• **Exercise requirements**:
Bring together all lines from the listing below that contain the string "blue".

• **Records provided**:
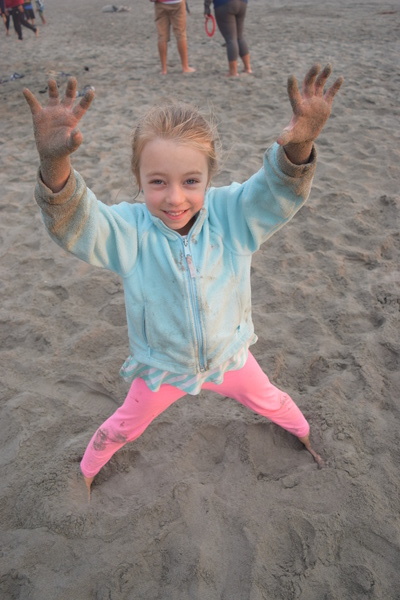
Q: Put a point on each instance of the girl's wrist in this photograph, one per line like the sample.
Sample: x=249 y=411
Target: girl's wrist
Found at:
x=299 y=154
x=55 y=173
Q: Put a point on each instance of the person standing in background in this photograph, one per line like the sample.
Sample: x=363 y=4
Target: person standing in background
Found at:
x=40 y=9
x=171 y=13
x=29 y=12
x=5 y=16
x=16 y=8
x=230 y=15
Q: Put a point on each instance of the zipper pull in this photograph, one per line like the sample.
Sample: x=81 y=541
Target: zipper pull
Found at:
x=189 y=260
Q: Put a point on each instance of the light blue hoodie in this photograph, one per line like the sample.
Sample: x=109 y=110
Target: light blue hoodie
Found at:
x=188 y=300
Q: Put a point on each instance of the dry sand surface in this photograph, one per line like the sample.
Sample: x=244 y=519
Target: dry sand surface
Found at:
x=212 y=502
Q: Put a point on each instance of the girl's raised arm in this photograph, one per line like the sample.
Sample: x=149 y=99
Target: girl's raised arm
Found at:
x=56 y=130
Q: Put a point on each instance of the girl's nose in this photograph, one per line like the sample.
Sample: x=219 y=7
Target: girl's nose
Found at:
x=175 y=195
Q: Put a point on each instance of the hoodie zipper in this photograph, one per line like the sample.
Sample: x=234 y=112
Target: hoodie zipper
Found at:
x=194 y=303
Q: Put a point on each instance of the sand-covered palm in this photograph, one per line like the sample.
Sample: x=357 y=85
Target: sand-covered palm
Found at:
x=311 y=106
x=56 y=125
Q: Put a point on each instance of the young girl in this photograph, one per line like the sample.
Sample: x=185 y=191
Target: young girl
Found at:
x=184 y=254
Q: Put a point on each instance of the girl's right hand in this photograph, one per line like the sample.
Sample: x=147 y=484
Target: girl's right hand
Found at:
x=56 y=125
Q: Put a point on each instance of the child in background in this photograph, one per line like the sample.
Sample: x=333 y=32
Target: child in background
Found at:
x=40 y=9
x=184 y=254
x=29 y=12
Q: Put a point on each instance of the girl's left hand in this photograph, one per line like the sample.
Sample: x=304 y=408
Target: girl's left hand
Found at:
x=311 y=107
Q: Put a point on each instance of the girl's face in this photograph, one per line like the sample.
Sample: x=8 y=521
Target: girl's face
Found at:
x=174 y=179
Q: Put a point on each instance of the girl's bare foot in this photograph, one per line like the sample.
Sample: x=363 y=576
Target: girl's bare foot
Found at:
x=88 y=483
x=306 y=441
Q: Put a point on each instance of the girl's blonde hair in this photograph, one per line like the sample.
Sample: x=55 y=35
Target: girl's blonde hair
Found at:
x=178 y=122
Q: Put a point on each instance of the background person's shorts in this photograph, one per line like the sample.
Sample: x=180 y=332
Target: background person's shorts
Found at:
x=167 y=15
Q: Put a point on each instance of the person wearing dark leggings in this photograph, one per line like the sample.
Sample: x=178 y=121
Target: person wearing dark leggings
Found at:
x=230 y=15
x=16 y=8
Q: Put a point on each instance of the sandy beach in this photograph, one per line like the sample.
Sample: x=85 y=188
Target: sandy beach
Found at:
x=212 y=502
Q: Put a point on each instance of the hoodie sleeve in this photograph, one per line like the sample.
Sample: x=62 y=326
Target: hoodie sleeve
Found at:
x=251 y=212
x=104 y=236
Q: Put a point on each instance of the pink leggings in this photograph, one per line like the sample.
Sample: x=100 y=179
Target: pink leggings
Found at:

• **Result below**:
Q: Put a point on each instance of the light blue hoodie in this photograph, one per line like the sample.
Target: light blue hoodie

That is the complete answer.